##### Source extract #####

We next assessed the variability of SETBP1 targets’ expression across tissues and if particular functions were enriched based on their co-expression across GTEx tissues. When clustering SETBP1 targets by gene expression, we selected three k-means clusters by both the elbow and Trace(W) method (S1 Fig, S2 Table) and found a higher correlation of expression between SETBP1 and its targets in clusters 1 and 2 than in cluster 3 (rho ranges -0.25 to 0.82, -0.28 to 0.84, and—0.46 to 0.69, respectively) (S2 Table). The targets whose gene expression most correlated to SETBP1 included ZEB1 (cluster 2, rho 0.84, p-value = 4.63e-9), TTC23 (cluster 2, rho 0.82, p-value = 1.14e-8), RALGAPA1 (cluster 1, rho 0.82, p-value = 1.77e-8), RAD52 (cluster 2, rho 0.82, p-value = 2.13), CZIB (cluster 2, rho 0.81, p-value = 3.07e-8), and PBRM1 (cluster 2, rho 0.77, p-value = 3.54e-7). The most anti-correlated genes were the mitochondrial-associated genes MT-RNR1 and MT-TF (cluster 3, rho -0.462 and -0.459, p-value = 0.89e-2 and 0.94e-2, respectively). Complete linkage hierarchical clustering of all tissues revealed one clade that included predominantly SETBP1 disease-affected tissues (5 out of 7), including brain, muscle, kidney, heart, and blood (Fig 4A). We further analyzed if the SETBP1 gene targets within these k-means clusters had similar functions using over-representation analysis and found that clusters 1, 2, and 3 included genes enriched for the transcription regulator complex, minor groove AT-rich DNA binding, and mitochondrial structure and function, respectively (Fig 4B).

Fig 4. Gene expression of SETBP1 and its known TF targets across GTEx tissues.

Fig 4

(A) Heatmap clustering (y-axis) SETBP1 and its known TF targets’ scaled TPM gene expression by tissue (x-axis). (B) Dot plot representing the FEA results for genes from clusters 1, 2, and 3 identified in A. Here dot size indicates recall, the proportion of functionally annotated input genes to each term’s full geneset size (y-axis), and color indicates significance (darker purple; more significant).

#####

§ **Task 1**
In the SETBP1 passage, which two methods were used to select three k-means clusters?
§ **Task 2**
Translate this sentence from the SETBP1 passage into Spanish: "Complete linkage hierarchical clustering of all tissues revealed one clade that included predominantly SETBP1 disease-affected tissues (5 out of 7), including brain, muscle, kidney, heart, and blood (Fig 4A)."

##### Data to examine #####

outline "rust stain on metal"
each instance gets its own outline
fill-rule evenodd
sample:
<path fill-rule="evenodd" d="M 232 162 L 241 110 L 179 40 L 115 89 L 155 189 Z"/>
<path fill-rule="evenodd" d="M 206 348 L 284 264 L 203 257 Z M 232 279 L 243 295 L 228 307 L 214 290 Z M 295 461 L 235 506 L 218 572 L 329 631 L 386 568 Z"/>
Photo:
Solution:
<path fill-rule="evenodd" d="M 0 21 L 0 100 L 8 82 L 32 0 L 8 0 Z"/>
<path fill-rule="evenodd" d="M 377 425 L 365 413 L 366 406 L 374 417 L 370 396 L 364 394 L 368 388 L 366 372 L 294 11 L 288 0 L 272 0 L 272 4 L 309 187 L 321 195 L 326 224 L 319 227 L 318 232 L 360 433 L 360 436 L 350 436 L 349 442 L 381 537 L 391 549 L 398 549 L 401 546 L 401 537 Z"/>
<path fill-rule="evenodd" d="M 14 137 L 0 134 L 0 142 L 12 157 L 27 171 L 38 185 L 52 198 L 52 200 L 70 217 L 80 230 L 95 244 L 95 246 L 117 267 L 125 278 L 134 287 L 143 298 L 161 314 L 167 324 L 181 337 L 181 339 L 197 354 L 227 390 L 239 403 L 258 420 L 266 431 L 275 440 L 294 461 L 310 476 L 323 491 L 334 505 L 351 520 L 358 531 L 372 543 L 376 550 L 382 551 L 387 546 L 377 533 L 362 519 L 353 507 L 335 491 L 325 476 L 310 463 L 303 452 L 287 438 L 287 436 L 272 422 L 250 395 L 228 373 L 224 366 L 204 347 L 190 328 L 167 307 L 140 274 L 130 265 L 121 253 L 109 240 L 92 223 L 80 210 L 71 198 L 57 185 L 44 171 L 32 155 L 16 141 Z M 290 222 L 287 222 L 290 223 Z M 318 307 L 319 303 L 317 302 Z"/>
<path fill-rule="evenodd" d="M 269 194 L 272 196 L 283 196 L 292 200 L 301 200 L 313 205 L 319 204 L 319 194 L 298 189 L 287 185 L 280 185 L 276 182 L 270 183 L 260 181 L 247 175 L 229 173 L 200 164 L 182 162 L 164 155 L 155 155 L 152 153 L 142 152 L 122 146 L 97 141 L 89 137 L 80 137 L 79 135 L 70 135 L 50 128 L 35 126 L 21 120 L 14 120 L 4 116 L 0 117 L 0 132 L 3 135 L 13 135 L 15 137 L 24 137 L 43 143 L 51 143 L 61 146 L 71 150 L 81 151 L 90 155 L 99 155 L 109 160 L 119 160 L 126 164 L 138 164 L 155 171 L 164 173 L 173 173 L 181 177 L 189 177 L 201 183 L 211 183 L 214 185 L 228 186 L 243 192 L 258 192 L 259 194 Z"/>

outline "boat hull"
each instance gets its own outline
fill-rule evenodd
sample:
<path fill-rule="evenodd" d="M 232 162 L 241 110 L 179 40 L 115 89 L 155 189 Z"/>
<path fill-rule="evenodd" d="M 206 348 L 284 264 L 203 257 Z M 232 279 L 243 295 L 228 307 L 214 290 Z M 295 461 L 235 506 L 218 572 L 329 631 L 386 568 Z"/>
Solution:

#####

§ **Worked solution 1**
The elbow method and the Trace(W) method.

§ **Worked solution 2**
La agrupación jerárquica de enlace completo de todos los tejidos reveló un clado que incluía predominantemente tejidos afectados por la enfermedad de SETBP1 (5 de 7), entre ellos cerebro, músculo, riñón, corazón y sangre (Fig 4A).